---- RECORDS SUPPLIED

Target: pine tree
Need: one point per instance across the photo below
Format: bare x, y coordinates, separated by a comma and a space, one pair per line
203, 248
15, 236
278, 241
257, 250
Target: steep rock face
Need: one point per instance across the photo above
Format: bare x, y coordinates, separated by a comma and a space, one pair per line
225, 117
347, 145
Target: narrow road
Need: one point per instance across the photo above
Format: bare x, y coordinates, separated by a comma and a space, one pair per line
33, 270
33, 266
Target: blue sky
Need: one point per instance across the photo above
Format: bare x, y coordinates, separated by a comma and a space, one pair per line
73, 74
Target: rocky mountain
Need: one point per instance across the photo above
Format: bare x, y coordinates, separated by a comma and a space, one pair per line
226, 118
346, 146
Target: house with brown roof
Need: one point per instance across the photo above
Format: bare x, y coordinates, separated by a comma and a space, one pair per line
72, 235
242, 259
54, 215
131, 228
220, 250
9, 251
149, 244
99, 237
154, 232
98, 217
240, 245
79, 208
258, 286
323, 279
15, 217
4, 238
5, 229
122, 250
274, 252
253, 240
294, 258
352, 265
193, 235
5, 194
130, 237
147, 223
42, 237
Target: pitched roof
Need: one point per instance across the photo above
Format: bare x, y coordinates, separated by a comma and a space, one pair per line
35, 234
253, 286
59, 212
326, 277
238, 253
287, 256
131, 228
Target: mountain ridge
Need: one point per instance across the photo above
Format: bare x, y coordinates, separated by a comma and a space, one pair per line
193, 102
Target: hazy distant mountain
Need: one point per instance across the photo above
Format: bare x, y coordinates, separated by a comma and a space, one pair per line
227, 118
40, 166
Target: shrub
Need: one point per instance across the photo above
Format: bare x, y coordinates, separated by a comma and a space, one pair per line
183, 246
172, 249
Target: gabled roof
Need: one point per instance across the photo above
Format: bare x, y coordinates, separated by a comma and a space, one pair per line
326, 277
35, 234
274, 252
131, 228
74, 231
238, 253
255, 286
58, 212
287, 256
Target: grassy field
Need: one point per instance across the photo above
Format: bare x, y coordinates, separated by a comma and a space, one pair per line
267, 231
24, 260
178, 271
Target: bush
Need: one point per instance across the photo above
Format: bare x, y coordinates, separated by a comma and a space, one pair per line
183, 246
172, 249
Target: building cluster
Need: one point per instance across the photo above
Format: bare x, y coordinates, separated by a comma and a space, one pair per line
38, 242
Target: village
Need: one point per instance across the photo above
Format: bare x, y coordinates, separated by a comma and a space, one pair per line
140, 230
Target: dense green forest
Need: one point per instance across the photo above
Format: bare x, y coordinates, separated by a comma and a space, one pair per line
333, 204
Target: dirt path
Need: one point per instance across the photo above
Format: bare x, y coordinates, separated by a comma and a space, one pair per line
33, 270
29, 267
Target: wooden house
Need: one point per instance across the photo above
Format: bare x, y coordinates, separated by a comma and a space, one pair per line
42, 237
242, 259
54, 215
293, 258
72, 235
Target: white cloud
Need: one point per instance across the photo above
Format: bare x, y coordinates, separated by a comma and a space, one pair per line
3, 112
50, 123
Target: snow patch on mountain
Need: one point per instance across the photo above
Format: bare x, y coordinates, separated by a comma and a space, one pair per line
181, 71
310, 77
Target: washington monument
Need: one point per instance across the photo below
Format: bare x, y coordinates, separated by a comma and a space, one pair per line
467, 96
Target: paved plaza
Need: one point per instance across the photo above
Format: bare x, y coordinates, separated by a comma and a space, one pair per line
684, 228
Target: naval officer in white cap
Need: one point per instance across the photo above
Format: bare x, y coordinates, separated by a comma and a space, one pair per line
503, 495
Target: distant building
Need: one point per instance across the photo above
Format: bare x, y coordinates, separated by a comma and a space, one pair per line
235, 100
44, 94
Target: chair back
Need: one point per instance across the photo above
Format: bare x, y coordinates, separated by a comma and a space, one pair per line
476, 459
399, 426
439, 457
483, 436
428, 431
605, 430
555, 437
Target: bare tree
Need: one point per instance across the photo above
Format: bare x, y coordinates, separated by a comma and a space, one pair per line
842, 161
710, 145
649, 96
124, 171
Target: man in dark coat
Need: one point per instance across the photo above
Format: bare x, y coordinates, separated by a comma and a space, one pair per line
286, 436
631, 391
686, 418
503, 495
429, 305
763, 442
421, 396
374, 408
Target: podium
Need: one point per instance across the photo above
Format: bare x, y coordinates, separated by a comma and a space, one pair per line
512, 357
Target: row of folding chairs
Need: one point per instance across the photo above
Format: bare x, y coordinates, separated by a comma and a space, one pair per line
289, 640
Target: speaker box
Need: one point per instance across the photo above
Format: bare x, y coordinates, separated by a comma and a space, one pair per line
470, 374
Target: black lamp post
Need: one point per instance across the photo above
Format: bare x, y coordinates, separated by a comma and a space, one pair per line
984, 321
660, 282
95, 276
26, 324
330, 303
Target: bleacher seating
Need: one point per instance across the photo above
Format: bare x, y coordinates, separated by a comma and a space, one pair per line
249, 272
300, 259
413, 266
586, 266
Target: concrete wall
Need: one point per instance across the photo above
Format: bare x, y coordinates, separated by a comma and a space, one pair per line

--------

> [GIVEN TASK]:
Quote the line that contains "Target: naval officer in white cap" and each line after it through the end of the data, exactly, leaving out everything else.

> [FINISHED ANSWER]:
Target: naval officer in white cap
Need: one point per instance across the photo above
Format: bare x, y coordinates, separated by a comma and a space, one pair per line
503, 495
Target: distant building
Need: one point per instance across the photo above
Format: bare x, y coordinates, separated by a comma and a space, one pair per line
235, 100
44, 94
Target: chair back
Need: one point per instance across the photo above
Format: bare x, y coordinates, separated by a comma and a space, one pair per line
476, 459
399, 426
439, 457
483, 436
428, 431
605, 430
555, 437
Target: bare tree
Need: one point per instance across the photo above
Format: bare x, y coordinates, separated by a comma and a space, one pair per line
842, 161
710, 145
649, 96
124, 171
Target: man in dark coat
Need: one point per instance across the photo above
Format: bare x, y coordinates, separated by a comma and a space, one pair per line
286, 436
631, 391
686, 418
503, 495
429, 305
763, 442
421, 396
374, 408
Target: podium
Need: one point per instance across the photo above
Format: bare x, y coordinates, separated by a comma and a space, one pair per line
512, 357
Target: row of folding chairs
Need: one point per instance across the photo above
Format: bare x, y coordinates, separated by a comma and a space, one pair per line
289, 640
Target: speaker box
Need: one point per instance across the photo above
Format: bare x, y coordinates, separated by a comma and a space, one pair per line
470, 374
Target: black lamp post
Need: one point per instance across the photo above
Format: bare x, y coordinates, separated by a comma and a space, one pair per line
984, 321
660, 282
95, 276
26, 324
330, 303
Target: bleacher seating
Need: one point per instance across the photo above
Format: bare x, y coordinates, separated by a comma and a space, one pair per line
249, 272
300, 259
413, 266
586, 266
Target: concrete wall
Need: one point per instance across the photo above
Format: bare x, y coordinates, separated by a comma and a space, one pair per line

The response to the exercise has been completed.